TRECHO DO TEXTO:
■ ■ ■ ■ ■ ■ ■
Acórdãos STA

Acórdão do Supremo Tribunal Administrativo
Processo:01167/17.4BELRA 0185/18
Data do Acordão:02/05/2020
Tribunal:2 SECÇÃO
Relator:PEDRO DELGADO
Sumário:
Nº Convencional:JSTA000P25535
Nº do Documento:SA22020020501167/17
Data de Entrada:02/21/2018
Recorrente:A............ E OUTRA
Recorrido 1:AUTORIDADE TRIBUTÁRIA E ADUANEIRA
Votação:UNANIMIDADE
Aditamento:
Texto Integral: Acordam na Secção do Contencioso Tributário do Supremo Tribunal Administrativo

1. A………… e B…………, melhor identificados nos autos, vêm recorrer da decisão do Tribunal Administrativo e Fiscal de Leiria que julgou improcedente a acção de intimação para comportamento em matéria tributária por eles deduzida, ao abrigo do disposto no art.147° CPPT, contra a Directora-Geral da Autoridade Tributária e Aduaneira

Apresentam as suas alegações de recurso, formulando as seguintes conclusões:
A) - Entendeu a Meritíssima Juíza do tribunal "a quo" que "a presente intimação não constitui o meio mais adequado para a tutela, plena, eficaz e efetiva dos direitos e interesses legítimos dos Requerentes", acrescentando, que "na realidade, o meio mais adequado para esse efeito é a ação administrativa para a condenação à prática de acto devido.".
B) - Assim, não é, porque sempre que estejamos perante uma situação em que a Administração, e no caso concreto a Autoridade Tributária, omita um dever, ou não pratique um ato a que está obrigada, para com os contribuintes, por via de uma imposição legal, podem os administrados (contribuintes) lançar mão do meio processual de intimação para um comportamento, previsto no artigo 147º do CPPT, com vista à tutela jurisdicional dos seus direitos e interesses legítimos.
■ ■ ■ ■ ■ ■ ■
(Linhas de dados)
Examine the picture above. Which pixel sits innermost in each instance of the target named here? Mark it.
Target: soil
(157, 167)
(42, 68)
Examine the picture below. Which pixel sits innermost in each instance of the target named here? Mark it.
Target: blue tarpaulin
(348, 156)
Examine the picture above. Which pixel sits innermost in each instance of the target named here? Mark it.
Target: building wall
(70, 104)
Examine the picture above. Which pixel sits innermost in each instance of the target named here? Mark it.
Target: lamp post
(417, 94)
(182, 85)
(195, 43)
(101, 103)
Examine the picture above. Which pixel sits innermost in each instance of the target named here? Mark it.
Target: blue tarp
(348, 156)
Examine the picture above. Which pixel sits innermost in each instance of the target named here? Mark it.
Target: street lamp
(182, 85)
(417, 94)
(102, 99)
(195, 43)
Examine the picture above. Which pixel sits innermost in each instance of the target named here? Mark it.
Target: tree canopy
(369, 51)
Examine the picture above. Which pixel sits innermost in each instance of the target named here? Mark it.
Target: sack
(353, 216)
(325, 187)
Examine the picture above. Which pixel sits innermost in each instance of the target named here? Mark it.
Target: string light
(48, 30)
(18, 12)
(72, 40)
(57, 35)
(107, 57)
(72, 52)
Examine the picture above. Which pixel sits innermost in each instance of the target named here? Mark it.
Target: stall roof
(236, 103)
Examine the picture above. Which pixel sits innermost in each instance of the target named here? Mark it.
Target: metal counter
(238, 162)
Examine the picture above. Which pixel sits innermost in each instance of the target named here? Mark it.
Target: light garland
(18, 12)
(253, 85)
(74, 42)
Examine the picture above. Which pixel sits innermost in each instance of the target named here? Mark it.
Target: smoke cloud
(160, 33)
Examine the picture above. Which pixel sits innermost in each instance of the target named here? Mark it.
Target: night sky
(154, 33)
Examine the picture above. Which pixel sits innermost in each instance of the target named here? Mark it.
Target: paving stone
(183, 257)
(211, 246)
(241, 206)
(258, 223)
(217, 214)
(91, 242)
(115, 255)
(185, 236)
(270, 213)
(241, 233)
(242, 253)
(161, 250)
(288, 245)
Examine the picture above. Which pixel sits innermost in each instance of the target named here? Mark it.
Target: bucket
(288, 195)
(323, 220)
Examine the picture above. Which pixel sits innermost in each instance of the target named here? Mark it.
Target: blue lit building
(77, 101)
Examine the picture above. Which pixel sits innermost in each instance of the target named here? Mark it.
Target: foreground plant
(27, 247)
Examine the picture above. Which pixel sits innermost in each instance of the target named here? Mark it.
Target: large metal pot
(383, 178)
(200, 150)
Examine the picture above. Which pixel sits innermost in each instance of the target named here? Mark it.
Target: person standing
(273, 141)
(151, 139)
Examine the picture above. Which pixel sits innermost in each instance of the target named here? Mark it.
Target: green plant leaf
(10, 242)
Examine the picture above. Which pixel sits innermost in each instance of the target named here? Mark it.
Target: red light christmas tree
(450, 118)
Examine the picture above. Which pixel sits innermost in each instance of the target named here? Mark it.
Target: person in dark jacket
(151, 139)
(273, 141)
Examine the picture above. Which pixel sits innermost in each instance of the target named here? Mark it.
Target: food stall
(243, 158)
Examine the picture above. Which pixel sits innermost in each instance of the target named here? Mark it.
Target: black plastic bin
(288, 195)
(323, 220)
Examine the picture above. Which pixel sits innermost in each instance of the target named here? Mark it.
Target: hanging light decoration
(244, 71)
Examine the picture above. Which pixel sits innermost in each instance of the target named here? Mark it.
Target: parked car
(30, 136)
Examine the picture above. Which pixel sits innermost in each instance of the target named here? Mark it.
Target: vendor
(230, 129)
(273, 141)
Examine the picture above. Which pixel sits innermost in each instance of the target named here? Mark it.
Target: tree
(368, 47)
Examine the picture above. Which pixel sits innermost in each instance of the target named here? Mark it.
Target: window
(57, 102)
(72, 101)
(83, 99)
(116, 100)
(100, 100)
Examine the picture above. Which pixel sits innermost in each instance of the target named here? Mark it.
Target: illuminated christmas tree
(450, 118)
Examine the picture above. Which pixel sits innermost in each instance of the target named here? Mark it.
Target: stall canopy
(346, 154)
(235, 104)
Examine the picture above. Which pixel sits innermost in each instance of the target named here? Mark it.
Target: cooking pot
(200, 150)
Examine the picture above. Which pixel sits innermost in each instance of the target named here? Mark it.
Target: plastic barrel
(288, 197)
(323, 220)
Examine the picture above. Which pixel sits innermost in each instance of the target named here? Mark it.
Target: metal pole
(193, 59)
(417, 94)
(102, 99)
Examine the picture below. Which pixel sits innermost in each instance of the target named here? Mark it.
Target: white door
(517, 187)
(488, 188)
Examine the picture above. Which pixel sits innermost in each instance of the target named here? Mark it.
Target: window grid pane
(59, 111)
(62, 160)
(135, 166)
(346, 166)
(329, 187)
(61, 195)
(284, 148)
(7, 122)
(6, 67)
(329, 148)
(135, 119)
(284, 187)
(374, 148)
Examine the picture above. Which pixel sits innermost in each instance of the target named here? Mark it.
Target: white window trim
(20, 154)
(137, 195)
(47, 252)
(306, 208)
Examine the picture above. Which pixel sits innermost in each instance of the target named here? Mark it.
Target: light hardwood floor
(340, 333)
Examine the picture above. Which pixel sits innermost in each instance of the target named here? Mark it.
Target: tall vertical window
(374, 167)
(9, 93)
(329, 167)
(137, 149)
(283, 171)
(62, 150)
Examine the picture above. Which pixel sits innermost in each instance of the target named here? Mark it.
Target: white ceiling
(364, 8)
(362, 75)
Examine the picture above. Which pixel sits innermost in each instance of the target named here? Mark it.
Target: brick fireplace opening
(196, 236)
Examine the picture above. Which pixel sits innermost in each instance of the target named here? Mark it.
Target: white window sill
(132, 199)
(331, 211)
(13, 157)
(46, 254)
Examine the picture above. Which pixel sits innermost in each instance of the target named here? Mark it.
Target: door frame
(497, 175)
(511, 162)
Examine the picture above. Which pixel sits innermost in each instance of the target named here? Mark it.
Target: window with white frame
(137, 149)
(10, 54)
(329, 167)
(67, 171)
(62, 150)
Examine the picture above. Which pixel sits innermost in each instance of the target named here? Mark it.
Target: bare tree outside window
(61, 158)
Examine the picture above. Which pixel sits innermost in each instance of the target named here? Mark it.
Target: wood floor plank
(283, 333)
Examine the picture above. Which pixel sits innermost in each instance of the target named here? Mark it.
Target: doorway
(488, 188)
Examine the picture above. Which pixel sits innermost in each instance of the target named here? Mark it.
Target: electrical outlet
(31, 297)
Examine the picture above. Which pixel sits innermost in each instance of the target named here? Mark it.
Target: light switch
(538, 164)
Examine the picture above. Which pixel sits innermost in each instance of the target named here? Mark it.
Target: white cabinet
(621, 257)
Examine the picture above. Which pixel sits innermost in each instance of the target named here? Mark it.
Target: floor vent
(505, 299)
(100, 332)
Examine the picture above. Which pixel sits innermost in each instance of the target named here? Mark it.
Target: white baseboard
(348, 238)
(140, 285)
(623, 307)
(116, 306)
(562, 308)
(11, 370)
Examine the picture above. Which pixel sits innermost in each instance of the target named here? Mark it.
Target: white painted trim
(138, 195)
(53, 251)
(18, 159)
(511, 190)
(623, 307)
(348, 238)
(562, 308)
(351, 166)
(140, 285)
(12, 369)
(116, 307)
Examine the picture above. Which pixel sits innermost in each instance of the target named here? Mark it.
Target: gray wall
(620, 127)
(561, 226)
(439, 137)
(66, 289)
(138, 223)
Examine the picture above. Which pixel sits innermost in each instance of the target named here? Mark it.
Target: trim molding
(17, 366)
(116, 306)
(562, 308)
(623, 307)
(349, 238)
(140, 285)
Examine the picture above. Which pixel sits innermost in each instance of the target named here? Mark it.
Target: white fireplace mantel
■ ■ ■ ■ ■ ■ ■
PEDIDO 1:
No cabeçalho do acórdão, indique todos os campos cujo nome começa por «Data» ou por «Nº», acompanhados do respetivo valor.
PEDIDO 2:
Prolongue o acórdão a partir da última conclusão das alegações de recurso que aparece no trecho.
Os registos não fazem falta para nada.

RESULTADO FINAL 1:
- Data do Acordão: 02/05/2020
- Nº Convencional: JSTA000P25535
- Nº do Documento: SA22020020501167/17
- Data de Entrada: 02/21/2018

RESULTADO FINAL 2:
C) - Desde que se encontrem preenchidos os requisitos contidos no normativo em causa, (artigo 147º do CPPT), tem este meio que ser considerado o próprio a acautelar os direitos dos contribuintes.
D) - No caso concreto, a AT omitiu um comportamento, ao não enquadrar os recorrentes no regime legal mais adequado para efeitos de IRS, sendo certo que compete à AT a obrigação legal de enquadrar os contribuintes no regime legal adequado à sua situação fiscal.
E) - E o não enquadramento adequado da declaração de rendimentos causa prejuízos imediatos aos recorrentes, na medida em que estes não vêm a sua situação fiscal regularizada, encontrando-se a declaração por validar e consequentemente por liquidar.
F) - Assim, a intimação para um comportamento é um meio processual a que o contribuinte pode recorrer para obrigar a administração tributária a dar efetivo e cabal cumprimento a um dever de prestação jurídica, ainda que se trate de um meio processual residual que entra em funcionamento quando mais nenhum outro existe que permita lograr o objetivo do contribuinte.
G) - Atendendo à sua subsidiariedade, a sua utilização fica reservada para as situações em que se verifica o incumprimento de deveres da administração tributária que decorram da lei ou de alguma norma.
H) - Os recorrentes não concordam que o meio mais adequado a satisfazer a pretensão seja a ação administrativa para a condenação à prática de ato devido, na medida em que o único meio capaz de acautelar de forma célere, plena e eficazmente a pretensão dos recorrentes é o processo de intimação para um comportamento.
I) - Desde logo, por se tratar de um meio processual simplificado, e como tal é o único que permite assegurar de forma muito mais rápida a efetivação dos direitos dos recorrentes.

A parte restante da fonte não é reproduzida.